Request »
Return the lines below exactly, starting with the line that contains "Please put a point on the white cloud" and stopping after the last line.

Information given »
++++++++

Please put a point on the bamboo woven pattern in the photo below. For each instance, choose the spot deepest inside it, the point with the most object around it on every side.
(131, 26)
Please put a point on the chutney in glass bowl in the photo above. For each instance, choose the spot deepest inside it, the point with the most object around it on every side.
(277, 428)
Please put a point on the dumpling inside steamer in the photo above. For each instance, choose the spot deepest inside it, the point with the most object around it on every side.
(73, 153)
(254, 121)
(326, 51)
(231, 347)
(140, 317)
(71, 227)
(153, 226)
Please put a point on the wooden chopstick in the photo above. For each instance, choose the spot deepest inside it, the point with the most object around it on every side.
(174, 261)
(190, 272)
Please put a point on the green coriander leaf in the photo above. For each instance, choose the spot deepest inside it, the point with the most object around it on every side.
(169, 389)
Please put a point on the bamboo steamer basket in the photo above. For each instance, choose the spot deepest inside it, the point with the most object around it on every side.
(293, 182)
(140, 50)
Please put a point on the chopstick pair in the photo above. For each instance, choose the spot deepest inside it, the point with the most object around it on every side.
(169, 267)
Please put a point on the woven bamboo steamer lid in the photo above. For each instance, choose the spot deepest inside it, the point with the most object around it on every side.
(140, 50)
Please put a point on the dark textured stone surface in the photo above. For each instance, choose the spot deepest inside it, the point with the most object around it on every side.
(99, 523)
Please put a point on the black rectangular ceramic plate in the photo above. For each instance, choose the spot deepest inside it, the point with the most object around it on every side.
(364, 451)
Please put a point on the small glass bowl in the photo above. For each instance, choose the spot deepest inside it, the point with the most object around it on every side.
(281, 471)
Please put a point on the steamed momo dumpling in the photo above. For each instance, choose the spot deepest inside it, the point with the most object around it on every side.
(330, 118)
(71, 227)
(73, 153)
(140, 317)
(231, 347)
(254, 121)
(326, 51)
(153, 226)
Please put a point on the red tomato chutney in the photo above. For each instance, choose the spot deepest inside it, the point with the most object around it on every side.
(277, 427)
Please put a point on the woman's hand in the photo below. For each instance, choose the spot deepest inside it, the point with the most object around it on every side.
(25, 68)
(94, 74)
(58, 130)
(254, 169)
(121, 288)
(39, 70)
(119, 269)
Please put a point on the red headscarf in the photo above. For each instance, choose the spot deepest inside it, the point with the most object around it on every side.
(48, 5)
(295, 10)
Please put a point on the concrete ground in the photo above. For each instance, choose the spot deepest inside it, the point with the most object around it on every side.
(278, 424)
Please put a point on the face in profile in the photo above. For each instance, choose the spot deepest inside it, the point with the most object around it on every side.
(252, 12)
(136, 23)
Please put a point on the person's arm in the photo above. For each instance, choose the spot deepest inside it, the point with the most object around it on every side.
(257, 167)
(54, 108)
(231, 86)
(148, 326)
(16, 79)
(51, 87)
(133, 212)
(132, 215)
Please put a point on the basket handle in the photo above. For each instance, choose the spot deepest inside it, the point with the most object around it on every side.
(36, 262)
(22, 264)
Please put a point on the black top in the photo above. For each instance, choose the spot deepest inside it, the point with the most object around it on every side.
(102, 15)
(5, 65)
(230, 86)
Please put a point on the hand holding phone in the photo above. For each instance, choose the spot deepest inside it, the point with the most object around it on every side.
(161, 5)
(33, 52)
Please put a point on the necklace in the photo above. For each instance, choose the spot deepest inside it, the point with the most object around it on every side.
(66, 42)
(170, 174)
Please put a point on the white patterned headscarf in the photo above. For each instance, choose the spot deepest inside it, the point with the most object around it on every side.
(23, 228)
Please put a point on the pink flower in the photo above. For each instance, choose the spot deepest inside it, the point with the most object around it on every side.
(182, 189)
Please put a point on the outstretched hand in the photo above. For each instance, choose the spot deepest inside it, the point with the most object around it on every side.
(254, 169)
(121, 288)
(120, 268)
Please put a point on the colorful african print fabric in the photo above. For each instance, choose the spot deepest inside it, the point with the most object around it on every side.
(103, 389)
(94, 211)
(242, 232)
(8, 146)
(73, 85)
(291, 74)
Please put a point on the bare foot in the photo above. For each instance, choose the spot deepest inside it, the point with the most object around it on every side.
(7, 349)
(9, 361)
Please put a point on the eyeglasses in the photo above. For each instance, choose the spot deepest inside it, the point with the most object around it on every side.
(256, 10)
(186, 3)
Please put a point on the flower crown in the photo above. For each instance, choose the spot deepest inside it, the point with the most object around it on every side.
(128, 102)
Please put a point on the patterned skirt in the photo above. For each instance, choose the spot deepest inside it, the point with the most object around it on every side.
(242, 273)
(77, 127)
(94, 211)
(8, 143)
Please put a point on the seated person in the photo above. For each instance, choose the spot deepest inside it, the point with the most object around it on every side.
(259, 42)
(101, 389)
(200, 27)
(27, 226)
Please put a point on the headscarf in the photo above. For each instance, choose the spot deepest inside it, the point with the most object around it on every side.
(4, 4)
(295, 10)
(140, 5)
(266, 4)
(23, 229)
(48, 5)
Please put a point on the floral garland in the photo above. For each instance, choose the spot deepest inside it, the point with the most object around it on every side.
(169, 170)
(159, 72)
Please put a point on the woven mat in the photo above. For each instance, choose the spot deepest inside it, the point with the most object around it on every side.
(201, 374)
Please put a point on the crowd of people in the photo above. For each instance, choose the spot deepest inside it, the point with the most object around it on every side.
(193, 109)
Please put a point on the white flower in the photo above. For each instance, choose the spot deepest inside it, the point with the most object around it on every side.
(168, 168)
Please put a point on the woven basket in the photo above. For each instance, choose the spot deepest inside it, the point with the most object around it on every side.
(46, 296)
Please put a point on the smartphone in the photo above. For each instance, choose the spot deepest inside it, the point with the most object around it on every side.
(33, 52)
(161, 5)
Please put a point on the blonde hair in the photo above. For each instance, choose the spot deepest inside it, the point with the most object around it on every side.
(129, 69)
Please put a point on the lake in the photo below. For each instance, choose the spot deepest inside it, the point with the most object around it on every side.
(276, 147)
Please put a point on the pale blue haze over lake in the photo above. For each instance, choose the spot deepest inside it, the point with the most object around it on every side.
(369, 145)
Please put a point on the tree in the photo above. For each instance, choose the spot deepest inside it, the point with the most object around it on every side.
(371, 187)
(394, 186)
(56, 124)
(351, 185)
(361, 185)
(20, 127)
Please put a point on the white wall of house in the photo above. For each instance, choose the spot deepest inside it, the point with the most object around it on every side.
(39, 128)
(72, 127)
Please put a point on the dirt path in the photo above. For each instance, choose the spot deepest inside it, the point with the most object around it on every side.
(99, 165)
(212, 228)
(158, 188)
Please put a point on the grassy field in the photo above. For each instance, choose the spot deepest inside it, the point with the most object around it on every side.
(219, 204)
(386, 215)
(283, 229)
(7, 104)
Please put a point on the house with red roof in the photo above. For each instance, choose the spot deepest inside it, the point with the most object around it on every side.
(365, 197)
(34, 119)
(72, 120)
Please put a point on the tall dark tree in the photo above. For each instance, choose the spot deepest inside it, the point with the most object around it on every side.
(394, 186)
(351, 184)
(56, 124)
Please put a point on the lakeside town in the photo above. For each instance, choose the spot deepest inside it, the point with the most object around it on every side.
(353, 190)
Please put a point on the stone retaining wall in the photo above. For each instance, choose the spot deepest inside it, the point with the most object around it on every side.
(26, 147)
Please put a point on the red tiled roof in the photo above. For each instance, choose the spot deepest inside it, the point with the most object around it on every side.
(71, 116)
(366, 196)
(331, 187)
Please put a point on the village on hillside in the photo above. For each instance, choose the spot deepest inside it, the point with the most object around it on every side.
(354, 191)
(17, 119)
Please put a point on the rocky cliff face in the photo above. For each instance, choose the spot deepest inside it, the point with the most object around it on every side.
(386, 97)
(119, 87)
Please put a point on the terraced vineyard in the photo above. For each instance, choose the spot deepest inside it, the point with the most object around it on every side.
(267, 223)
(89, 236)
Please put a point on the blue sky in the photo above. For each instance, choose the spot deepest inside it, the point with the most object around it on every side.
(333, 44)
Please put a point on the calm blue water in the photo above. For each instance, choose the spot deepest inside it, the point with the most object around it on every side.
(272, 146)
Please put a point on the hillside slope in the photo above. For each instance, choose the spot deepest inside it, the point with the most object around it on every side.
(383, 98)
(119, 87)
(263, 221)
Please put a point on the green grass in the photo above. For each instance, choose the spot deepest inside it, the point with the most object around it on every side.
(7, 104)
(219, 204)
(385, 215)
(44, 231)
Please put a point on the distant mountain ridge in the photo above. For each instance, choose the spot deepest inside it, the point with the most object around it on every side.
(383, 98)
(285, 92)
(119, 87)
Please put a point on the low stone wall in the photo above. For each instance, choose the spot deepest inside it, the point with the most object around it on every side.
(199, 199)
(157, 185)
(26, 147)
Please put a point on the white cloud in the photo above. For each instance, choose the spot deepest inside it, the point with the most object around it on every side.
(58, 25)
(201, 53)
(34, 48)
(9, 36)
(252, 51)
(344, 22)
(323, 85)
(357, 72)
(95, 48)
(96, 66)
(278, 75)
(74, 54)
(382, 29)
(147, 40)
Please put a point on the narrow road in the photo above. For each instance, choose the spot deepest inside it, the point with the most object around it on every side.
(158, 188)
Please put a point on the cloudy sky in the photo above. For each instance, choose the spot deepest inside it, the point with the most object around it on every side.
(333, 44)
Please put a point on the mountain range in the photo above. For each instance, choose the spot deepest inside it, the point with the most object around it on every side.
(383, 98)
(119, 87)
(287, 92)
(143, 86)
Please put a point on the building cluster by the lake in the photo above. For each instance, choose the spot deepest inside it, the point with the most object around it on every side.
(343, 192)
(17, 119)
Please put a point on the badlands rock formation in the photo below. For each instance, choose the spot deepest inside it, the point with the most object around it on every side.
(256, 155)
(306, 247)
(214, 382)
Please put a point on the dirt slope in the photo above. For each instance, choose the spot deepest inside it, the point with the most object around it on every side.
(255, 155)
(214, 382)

++++++++

The result »
Please put a point on the white cloud in the photo above. For each instance, choose the spot deepest inside it, the point with the most object around it on every side.
(58, 25)
(201, 53)
(34, 48)
(9, 36)
(252, 51)
(344, 22)
(323, 85)
(357, 72)
(95, 48)
(96, 66)
(278, 75)
(74, 54)
(382, 29)
(147, 40)
Please put a point on the narrow road in the photo above. For each instance, choose the spot deepest inside it, the point with the most object around it on every side.
(158, 188)
Please put a point on the cloudy sky in the photo above. For each instance, choose the spot deepest inside it, the point with the most object around it on every side.
(333, 44)
Please put a point on the mountain range in the photo above. For each instance, choose the spot deepest inside it, the point with the most object around it on every side.
(383, 98)
(119, 87)
(287, 92)
(143, 86)
Please put a point on the building cluster by the lake in the photo above. For each instance, choose the spot deepest inside it, the point with the most object around it on every side.
(343, 192)
(17, 119)
Please put a point on the badlands rock formation in the photo below. For each instance, choose the spot deepest inside it, the point with the most object around it on every side.
(256, 155)
(306, 247)
(214, 382)
Please put a point on the dirt slope in the photo above. For each instance, choose the spot deepest inside it, the point with the most object around it on every side.
(255, 155)
(214, 382)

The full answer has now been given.